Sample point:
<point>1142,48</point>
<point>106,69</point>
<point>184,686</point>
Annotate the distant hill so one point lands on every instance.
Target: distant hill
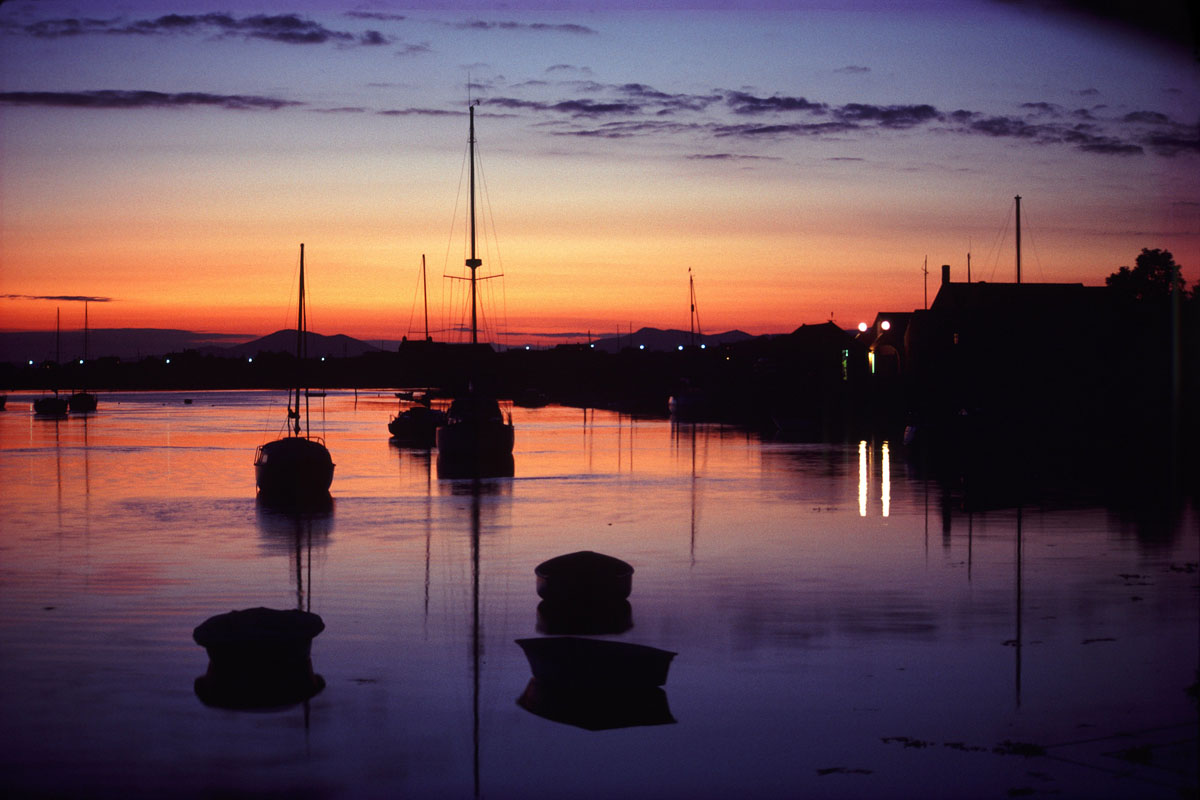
<point>335,347</point>
<point>133,343</point>
<point>126,343</point>
<point>655,338</point>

• • • • •

Starting at the line that holds "<point>1142,48</point>", copy each line exactly through the end of the material above, keeping both ends and dropping the pictures.

:: RESPONSE AREA ::
<point>1142,48</point>
<point>106,69</point>
<point>184,686</point>
Annotate the distant hill so one point lands on every instance.
Target: distant hill
<point>335,347</point>
<point>133,343</point>
<point>126,343</point>
<point>655,338</point>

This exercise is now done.